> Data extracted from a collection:
[Start]

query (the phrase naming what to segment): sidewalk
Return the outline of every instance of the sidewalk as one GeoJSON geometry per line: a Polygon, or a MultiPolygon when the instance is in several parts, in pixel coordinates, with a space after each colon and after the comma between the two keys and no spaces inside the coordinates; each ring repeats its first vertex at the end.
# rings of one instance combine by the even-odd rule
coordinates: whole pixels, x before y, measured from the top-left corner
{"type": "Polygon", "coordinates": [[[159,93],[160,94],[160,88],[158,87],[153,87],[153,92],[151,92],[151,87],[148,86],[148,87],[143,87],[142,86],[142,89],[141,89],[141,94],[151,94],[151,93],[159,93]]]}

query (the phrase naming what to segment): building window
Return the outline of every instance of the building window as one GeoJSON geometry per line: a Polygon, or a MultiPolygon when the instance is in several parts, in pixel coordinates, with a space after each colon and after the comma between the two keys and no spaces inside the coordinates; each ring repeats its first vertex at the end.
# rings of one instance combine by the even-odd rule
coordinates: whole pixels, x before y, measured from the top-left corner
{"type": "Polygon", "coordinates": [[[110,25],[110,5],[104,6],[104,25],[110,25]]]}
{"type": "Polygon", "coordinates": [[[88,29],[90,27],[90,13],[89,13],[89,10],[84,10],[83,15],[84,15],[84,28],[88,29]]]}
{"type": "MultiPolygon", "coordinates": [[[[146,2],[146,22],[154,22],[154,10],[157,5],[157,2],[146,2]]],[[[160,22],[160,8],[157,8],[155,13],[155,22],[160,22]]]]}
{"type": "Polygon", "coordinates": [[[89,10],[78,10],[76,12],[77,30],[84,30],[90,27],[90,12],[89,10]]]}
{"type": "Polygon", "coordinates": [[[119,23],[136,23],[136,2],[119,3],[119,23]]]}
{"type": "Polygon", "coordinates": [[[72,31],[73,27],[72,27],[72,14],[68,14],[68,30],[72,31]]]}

[End]

> What the exercise asks: Format the material above as a two-column CSV with the columns "request" and "answer", one row per request. Put its text in the first column and its answer in the second, each in a single quoted field with line breaks replaced by spaces.

> Exercise result:
request,answer
"query (the phrase naming what to segment): sidewalk Return the outline of every instance of the sidewalk as one GeoJSON geometry per line: a Polygon, or a MultiPolygon when the instance is in several parts, in pixel coordinates, with a space after each colon and after the comma between the two keys and no spaces inside the coordinates; each ring repeats its first vertex at the end. # rings of one instance combine by the even-odd rule coordinates: whole pixels, x before y, measured from the top-left corner","{""type"": ""Polygon"", ""coordinates"": [[[159,93],[160,94],[160,88],[158,87],[153,87],[153,92],[151,92],[151,87],[148,86],[148,87],[143,87],[142,86],[142,89],[141,89],[141,94],[151,94],[151,93],[159,93]]]}"
"query (the phrase naming what to segment): building window Return the outline of every instance of the building window as one GeoJSON geometry per line: a Polygon, or a MultiPolygon when the instance is in several parts, in pixel coordinates, with a space after each colon and after the comma between the two keys and no spaces inside the coordinates; each ring repeats its first vertex at the end. # rings of one instance combine by the even-odd rule coordinates: whole pixels, x before y, measured from the top-left corner","{""type"": ""Polygon"", ""coordinates"": [[[110,25],[110,5],[104,6],[104,25],[110,25]]]} {""type"": ""Polygon"", ""coordinates"": [[[88,29],[90,27],[90,13],[89,13],[89,10],[84,10],[83,15],[84,15],[84,28],[88,29]]]} {""type"": ""MultiPolygon"", ""coordinates"": [[[[146,2],[146,22],[154,22],[154,10],[157,5],[157,2],[146,2]]],[[[160,22],[160,8],[157,8],[155,13],[155,22],[160,22]]]]} {""type"": ""Polygon"", ""coordinates"": [[[89,10],[78,10],[76,12],[77,30],[84,30],[90,27],[90,12],[89,10]]]} {""type"": ""Polygon"", ""coordinates"": [[[119,23],[136,23],[136,2],[119,3],[119,23]]]} {""type"": ""Polygon"", ""coordinates"": [[[72,31],[73,27],[72,27],[72,14],[68,14],[68,30],[72,31]]]}"